▶ _GIVEN PASSAGE_

● ● ● ●

Parametric surfaces [11.6]
Walt Disney concert hall, Los Angeles, architect: Frank Gehry
- Alternate ways to describe a surface,
- In high symmetry situations, a different parameterization may be simpler (than Cartesian coordinates!)
- Eventually we'd like to answer questions like "how much aluminum will we need for that concert hall roof?".
A vector function $\myv r(t)=\myc{f(t),g(t),h(t)}$ of a single parameter described a curve (quasi-1d object) in space.
A surface is a quasi-2d object. So we'll use two parameters to parameterize such an object.
- Suppose that $$\nonumber \myv r(u,v)=\langle x(u,v), y(u,v), z(u,v) \rangle$$ is a vector-valued function,
- Defined on a region $D$ of the $u$- $v$-plane. (parameter space)
- As $(u,v)$ varies throughout $D$, then $\myv r$ traces out a surface $S$ in 3 dimensions.
$x$ and $y$ as 'parameters'
Plot the surface defined by $$z=\frac{x^2+2y^2}3.$$
For our two parameters, we could just use $u=x$, $v=y$, and then $z=\frac{u^2+2v^2}3.$
Turning this into a vector function of $u$ and $v$: $$\myv r=\langle u, v, (u^2+2v^2)/3 \rangle$$
Try copying this code into GeoGebra to reproduce the surface below...
Surface(u,v,(u^2+2*v^2)/3,u,-1,2,v,-1,2)
What happens if you change the numbers (ranges) after u and v in the code above?
Example: plane
$$\myv r(u,v)=\myv r_0 + u\myv a+v\myv b$$
Using $\myv r_0=\myc{0,0,3}$, $\myv a=\myc{1,0,0}$, and $\myv b=\myc{1,1,1}$, figure out how to code a Surface(....) function in Geogebra for a partial plane, such that the parameters run like this: $-1\lt u \lt 3$ and $-1\lt v \lt 4$.
Example: cylinder
$$\myv r(u,v)=\langle 2\cos u, v, 2\sin u \rangle$$
It is also common to have one or more of the parameters representing some angle.
Render in Geogebra the cylindrical surface ab for $-1\lt v\lt 3$. Figure out what the starting and ending value of $u$ should be in order to produce the cylinder.

● ● ● ●

▶ _DATA ROWS_
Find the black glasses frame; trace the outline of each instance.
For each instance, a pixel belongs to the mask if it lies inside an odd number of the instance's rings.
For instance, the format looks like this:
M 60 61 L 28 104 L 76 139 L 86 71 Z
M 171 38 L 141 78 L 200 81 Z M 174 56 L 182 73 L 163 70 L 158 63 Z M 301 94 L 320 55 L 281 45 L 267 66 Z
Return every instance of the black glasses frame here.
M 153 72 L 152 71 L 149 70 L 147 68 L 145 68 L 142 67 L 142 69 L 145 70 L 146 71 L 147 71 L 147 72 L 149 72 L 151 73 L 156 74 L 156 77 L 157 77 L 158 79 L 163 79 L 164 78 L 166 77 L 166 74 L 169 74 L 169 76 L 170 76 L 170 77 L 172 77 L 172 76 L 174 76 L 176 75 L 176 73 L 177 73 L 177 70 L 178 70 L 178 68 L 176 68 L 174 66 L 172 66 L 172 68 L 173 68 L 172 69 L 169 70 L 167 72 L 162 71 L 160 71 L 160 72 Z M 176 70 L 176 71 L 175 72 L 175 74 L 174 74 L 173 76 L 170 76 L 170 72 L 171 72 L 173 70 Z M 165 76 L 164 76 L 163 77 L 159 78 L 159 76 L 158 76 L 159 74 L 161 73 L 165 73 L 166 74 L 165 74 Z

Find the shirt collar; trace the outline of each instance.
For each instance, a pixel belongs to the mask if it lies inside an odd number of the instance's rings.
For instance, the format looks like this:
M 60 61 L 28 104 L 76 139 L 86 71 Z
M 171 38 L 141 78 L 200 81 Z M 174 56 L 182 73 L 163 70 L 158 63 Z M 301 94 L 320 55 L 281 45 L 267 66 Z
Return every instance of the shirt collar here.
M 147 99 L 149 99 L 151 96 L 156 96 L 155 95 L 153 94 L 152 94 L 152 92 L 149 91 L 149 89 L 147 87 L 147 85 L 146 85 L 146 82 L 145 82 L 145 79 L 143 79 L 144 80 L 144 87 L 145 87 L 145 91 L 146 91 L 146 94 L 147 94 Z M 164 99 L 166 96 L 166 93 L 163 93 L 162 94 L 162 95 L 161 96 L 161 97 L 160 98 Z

● ● ● ●

▶ _AIM_
Carry on the notes on parametric surfaces from their last sentence. The listing above is separate from the notes on parametric surfaces.

▶ _OUTPUT OF THE TASK_
A spherical surface
Do A 11.6.2 - Make the surface of a sphere
a. Let $s$ be an angle, such that $\frac{-\pi}2 \lt s \lt \frac{\pi}2$. Let $R=2$. Find $x(s)$ and $z(s)$, and code those into GeoGebra (replace the functions below) so as to create the half-circle in the $x$-$z$ plane
Surface( [x(s)], 0, [z(s)], s, -pi/2, pi/2)
b. Yes, think about the radius (distance from the $z$ axis) of a point as you rotate one of the points in your half-circle about the $z$-axis. Think about how to write coordinates $x(t)$ and $y(t)$ in terms of a circle of this radius.
c. Eventually you'll have a cell in GeoGebra that looks like
Surface( [x(s,t)], [y(s,t)], [z(s,t)], s, -pi/2, pi/2, t, [tmin], [tmax] )
Choosing parameters based on symmetries/forms
Consider the points that fulfill: $$\frac{x^2}{4}+y^2+\frac{z^2}{4} = 1$$
You could solve for $z$: $$z=\pm\sqrt{4\left( 1-\frac{x^2}{4}-y^2 \right)} $$ and plot $\myc{x, y, z(x,y)}$.
Or, we re-arrange the equation into $$x^2+z^2 = 4(1-y^2).$$ We recognize the left side as the equation for a circle with a radius $\sqrt{4(1-y^2)}$ that depends on $y$.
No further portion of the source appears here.